▶ [Items from a dataset]:

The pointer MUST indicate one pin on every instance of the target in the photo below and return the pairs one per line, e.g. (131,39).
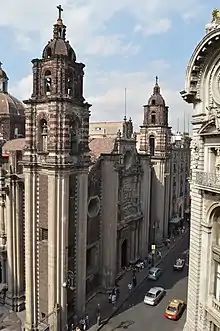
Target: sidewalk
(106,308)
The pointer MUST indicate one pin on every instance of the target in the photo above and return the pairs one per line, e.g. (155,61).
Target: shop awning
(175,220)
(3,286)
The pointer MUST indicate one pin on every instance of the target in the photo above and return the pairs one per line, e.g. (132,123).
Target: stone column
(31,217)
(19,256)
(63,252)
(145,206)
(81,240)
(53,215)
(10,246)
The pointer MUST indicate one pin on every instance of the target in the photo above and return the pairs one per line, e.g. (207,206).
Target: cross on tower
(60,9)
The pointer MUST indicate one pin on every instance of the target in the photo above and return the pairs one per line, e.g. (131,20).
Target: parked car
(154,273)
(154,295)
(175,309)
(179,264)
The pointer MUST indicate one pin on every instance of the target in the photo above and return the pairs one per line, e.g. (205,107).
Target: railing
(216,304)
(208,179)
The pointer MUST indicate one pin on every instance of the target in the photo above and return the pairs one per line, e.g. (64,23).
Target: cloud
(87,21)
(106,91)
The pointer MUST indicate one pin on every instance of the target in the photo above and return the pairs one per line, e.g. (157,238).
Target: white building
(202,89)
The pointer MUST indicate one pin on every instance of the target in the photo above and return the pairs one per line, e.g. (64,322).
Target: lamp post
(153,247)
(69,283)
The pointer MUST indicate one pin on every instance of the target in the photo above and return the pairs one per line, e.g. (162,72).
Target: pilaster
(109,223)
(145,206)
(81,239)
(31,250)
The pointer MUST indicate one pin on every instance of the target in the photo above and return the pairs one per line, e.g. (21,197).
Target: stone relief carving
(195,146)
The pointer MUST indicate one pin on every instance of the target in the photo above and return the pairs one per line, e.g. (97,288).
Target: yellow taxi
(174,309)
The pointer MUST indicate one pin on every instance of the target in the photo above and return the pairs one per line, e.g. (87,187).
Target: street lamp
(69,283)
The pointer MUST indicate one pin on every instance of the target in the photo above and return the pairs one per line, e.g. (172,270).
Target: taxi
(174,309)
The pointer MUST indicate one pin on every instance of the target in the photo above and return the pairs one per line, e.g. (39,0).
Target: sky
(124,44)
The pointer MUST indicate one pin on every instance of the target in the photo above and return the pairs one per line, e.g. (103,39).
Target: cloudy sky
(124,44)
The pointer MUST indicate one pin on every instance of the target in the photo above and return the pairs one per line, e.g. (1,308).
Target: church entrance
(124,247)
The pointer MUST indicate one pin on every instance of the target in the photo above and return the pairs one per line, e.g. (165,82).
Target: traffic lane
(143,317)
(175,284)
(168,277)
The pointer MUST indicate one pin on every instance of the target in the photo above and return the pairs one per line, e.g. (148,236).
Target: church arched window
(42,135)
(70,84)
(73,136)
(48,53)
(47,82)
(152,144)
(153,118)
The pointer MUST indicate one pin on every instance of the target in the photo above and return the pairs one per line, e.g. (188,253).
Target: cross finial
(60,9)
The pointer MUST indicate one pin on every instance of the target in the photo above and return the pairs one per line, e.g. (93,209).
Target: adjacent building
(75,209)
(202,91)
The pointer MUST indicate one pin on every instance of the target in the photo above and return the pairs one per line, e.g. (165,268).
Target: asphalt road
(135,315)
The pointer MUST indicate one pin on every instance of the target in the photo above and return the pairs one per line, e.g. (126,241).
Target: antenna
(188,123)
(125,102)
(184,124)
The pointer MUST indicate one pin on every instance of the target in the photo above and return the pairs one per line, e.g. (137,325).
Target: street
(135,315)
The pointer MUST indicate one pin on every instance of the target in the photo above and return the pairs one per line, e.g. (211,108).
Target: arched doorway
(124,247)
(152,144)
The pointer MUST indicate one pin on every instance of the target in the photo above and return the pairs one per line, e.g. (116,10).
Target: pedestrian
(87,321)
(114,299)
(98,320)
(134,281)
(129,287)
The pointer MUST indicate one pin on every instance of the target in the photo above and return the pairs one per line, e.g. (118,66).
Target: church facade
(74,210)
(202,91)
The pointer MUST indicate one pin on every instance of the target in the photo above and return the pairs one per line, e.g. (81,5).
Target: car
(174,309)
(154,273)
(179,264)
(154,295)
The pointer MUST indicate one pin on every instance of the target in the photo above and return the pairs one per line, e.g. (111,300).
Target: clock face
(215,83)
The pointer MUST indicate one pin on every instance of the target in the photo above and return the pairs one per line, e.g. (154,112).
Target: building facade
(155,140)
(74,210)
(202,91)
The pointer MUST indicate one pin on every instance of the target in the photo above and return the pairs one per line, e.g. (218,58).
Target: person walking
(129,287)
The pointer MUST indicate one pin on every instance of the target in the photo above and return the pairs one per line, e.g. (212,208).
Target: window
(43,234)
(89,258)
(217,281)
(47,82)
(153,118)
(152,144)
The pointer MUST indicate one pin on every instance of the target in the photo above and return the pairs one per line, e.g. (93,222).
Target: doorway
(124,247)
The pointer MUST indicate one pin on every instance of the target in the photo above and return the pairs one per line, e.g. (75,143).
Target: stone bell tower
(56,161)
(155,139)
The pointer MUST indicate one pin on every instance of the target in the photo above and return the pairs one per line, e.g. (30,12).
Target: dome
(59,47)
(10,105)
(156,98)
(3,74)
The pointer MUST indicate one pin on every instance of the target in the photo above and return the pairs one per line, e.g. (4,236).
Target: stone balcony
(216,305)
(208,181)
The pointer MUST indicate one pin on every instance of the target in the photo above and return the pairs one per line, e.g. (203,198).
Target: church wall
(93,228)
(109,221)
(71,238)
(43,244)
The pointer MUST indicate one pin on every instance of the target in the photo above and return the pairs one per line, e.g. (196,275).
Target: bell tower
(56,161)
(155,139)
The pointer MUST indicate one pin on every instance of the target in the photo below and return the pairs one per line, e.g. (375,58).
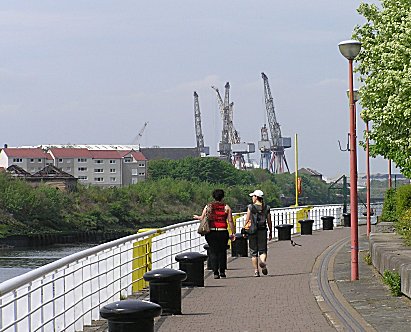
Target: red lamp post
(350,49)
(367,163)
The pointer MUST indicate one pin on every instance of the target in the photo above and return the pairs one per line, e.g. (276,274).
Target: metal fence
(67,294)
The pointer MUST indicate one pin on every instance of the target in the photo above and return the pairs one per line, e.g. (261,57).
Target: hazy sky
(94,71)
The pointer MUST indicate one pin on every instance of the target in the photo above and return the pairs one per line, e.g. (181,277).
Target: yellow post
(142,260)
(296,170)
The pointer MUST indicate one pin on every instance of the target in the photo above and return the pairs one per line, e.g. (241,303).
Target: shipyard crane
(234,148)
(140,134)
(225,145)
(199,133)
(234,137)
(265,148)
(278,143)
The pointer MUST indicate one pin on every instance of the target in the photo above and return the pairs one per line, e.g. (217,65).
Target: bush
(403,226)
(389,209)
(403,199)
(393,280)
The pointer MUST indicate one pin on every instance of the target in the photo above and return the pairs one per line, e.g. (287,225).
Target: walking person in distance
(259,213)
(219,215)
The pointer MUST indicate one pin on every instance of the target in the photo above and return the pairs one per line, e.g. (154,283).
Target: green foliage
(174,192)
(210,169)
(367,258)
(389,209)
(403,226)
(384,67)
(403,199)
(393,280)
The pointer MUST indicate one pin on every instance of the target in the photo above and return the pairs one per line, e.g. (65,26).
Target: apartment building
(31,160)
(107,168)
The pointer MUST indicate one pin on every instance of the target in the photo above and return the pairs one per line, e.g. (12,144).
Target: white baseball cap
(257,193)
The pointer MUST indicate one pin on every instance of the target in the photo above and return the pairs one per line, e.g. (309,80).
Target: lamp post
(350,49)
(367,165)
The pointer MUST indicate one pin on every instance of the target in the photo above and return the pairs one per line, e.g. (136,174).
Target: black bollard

▶ [PROBLEM TO SOLVE]: Without the pictures, repeat all the records word for word.

▶ [RESPONSE TO THIS EXERCISE]:
The pointer MUST indicate one pin on every instance of the target in the photo below and return the pairs one per line, e.g. (131,39).
Target: sidewalk
(106,308)
The pointer MUST indicate one pin on every instance of the target in the photo above and return the pairs one per line, e.g. (155,61).
Target: shop awning
(175,220)
(3,286)
The pointer MUST indicate one pin on every instance of the target in the photo above and return the pairs one per line, e.g. (132,123).
Target: stone column
(31,217)
(19,256)
(63,252)
(145,206)
(81,240)
(53,215)
(10,246)
The pointer MUST indicate one pin on every instance of the target in the photo above and return the pairs one per line, e.g. (207,206).
Target: cross on tower
(60,9)
The pointer MUST indicate one pin on every instance of the target in the photo above and return the pairs one per line, e.g. (131,20).
Target: parked car
(154,273)
(154,295)
(175,309)
(179,264)
The pointer MUST indicate one pin on every instance of the target in the photo above and return the pairs one per line, e.g. (205,107).
Target: railing
(216,304)
(208,179)
The pointer MUST indicate one pin on every instance of the target in the photo above and return the pairs one per line, e.g. (64,23).
Target: cloud
(87,21)
(106,91)
The pointer MUST indicate one pin on every instance of the target in the photo above and return the pairs one per line, e.g. (157,238).
Target: white building
(202,89)
The pointer MUST indicate one pin on every instance of the target in the photo above and return the pairs one per line, e.g. (64,322).
Target: lamp post
(153,247)
(69,283)
The pointer MUST indicate one pin on every instance of the target in the photo above and return the pairs one per line, e.g. (162,72).
Target: pilaster
(109,223)
(145,206)
(81,239)
(31,250)
The pointer MUST indicate one pin on every instance of the target in the photo above and return the pairs one per line, e.g. (21,197).
Target: stone relief carving
(195,146)
The pointer MUST indicate one pin on every instance of the target in the photo above and return the pairs one per line, e.g. (97,288).
Target: yellow taxi
(174,309)
The pointer MUST indicate one pin on every instance of the target in the photo above and return the pairs one per line, e.g. (87,187).
Target: street lamp
(69,283)
The pointer MUST indicate one pin on every instance of the target in the photo above and return the pairs one per line, e.g. (172,270).
Target: taxi
(174,309)
The pointer MUST indicate one pin on every instance of the target in the photo above and return the pairs one per line, e.g. (39,0).
Target: sky
(124,44)
The pointer MUST indicate one pin on every instance of the target in the photo above and return the pairs one per line, e.g. (103,39).
Target: cloudy sky
(124,44)
The pointer MUST indicate one pin on every instance of the target in the photo above and return the pairs one per line, e.g. (1,308).
Target: church entrance
(124,247)
The pointer MUST indicate one pin on every instance of the target in the photo above and return the pairs one per line, e.g. (165,82).
Target: traffic lane
(143,317)
(175,284)
(168,277)
The pointer MUST indicate one pin on every instance of the target in the photo above and return the pairs one per line, e.g. (148,236).
Target: church arched window
(42,135)
(70,84)
(73,136)
(48,53)
(47,82)
(152,144)
(153,118)
The pointer MUST indicate one pin on every instance of the target in the photo above and return the pairs one per line, e.g. (188,253).
Target: cross finial
(60,9)
The pointer MUST indicate one pin on every instance of the target in the photo above and return the pairs one per line, e.g. (93,209).
Target: adjacent building
(75,209)
(202,91)
The pointer MUST indicate one pin on every instance of the target in the photo above and return the pairs one per line, e.g. (165,268).
Target: asphalt road
(135,315)
The pointer MUST indicate one pin on every instance of the target in the photo above and return the pairs one per line, e.g. (126,241).
Target: antenna
(188,123)
(125,102)
(184,124)
The pointer MUST indicate one pin on every instance of the target in the photo above and return the pairs one per line, e.g. (137,325).
Target: street
(135,315)
The pointer MUST indicate one pin on every instance of the target in the photo above and return the pairs one per line, e.g. (211,108).
Target: arched doorway
(124,247)
(152,144)
The pointer MUST indicate one pin on every instance of the target in the photo above and return the pairs one per line, e.g. (116,10).
Target: pedestrian
(87,321)
(114,299)
(98,320)
(134,281)
(129,287)
The pointer MUST indicate one pin on every instance of the target in the photo above and return the pairs one per line, e.g. (118,66).
Target: church facade
(74,210)
(202,91)
The pointer MUST indicate one pin on every instance of the target in the photo above and return the pairs one per line, e.g. (81,5).
Target: car
(174,309)
(154,273)
(179,264)
(154,295)
The pointer MUST indicate one pin on every instance of the target in the photo above and return the pairs one per line, e.g. (111,300).
Target: clock face
(215,83)
The pointer MUST indicate one pin on every instance of the target in the photo above and return the pairs one per line, e.g. (154,112).
Target: building facade
(155,140)
(74,210)
(202,91)
The pointer MUST indicate one pin on every instance of the target in the photo above and return the pairs one per line, e.g. (218,58).
Target: person walking
(129,287)
The pointer MUST indicate one pin on every instance of the target in the photo above and return the pairs one per line, e.g. (212,208).
Target: window
(43,234)
(89,258)
(217,281)
(47,82)
(153,118)
(152,144)
The pointer MUST indicate one pin on every instance of the target in the photo above and return the pairs one per line, e.g. (93,222).
Target: doorway
(124,247)
The pointer MUST indicate one pin on every instance of the target in the photo above and return the pairs one per line, e.g. (75,143).
Target: stone bell tower
(56,161)
(155,139)
The pointer MUST indicate one pin on every instance of the target in the photo above and return the pairs one per line, e.g. (30,12).
Target: dome
(59,47)
(10,105)
(156,98)
(3,74)
The pointer MUST indicate one pin on every instance of the target in the photo above and return the pairs one per line, e.g. (4,236).
Target: stone balcony
(216,305)
(208,181)
The pointer MUST indicate one pin on every instance of the target in the photo above and return the pairs one per line, e.g. (203,198).
Target: church wall
(93,228)
(109,221)
(71,238)
(43,244)
The pointer MUST indicate one pin on every instance of the target in the photo above and return the pairs one per line, e.g. (196,275).
Target: bell tower
(56,161)
(155,139)
The pointer MUST indicate one pin on every instance of the target in the photo below and return the pairs one per line, e.g. (375,58).
Target: red lamp post
(350,49)
(367,163)
The pointer MUST indicate one pin on every instance of the target in the photo above and return the pairs one per line, e.g. (276,274).
Target: metal fence
(67,294)
The pointer MUST indicate one pin on every instance of the target in the photo above and return the pairs one per line, e.g. (261,57).
Target: hazy sky
(94,71)
The pointer MUST indicate one pin on every instance of the target in the photo above and return the pairs one per line, e.g. (181,277).
Target: yellow post
(142,260)
(296,170)
The pointer MUST indicate one pin on every instance of the target in the photo above and return the pairs one per line, e.g. (241,303).
Target: shipyard crane
(234,148)
(140,134)
(225,145)
(199,133)
(234,137)
(265,148)
(278,143)
The pointer MUST indicate one pin on every instance of the target in the photo above and return the pairs one per line, e.g. (217,65).
Target: bush
(403,226)
(389,209)
(403,199)
(393,280)
The pointer MUST indicate one pin on every instance of the target in the photo above and return the pairs one per line, e.g. (287,225).
Target: walking person in distance
(259,213)
(219,215)
The pointer MUST indicate one pin on every instance of the target in the photo above and return the pairs one per line, e.g. (154,283).
Target: green foliage
(174,192)
(210,169)
(367,258)
(389,209)
(403,226)
(384,67)
(403,199)
(393,280)
The pointer MUST indicate one pin on every instance of the target in the photo above and return the pairs one per line, e.g. (65,26).
Target: apartment building
(31,160)
(107,168)
The pointer MUST indicate one pin on every instance of the target in the photo above and return the pairs one per line, e.g. (12,144).
Target: white baseball cap
(257,193)
The pointer MUST indicate one pin on every instance of the target in the photo above and return the pairs one per line, e.g. (309,80).
Target: lamp post
(350,49)
(367,165)
The pointer MUST indicate one pin on every instance of the target in the photo above and return the pairs one per line, e.g. (136,174).
Target: black bollard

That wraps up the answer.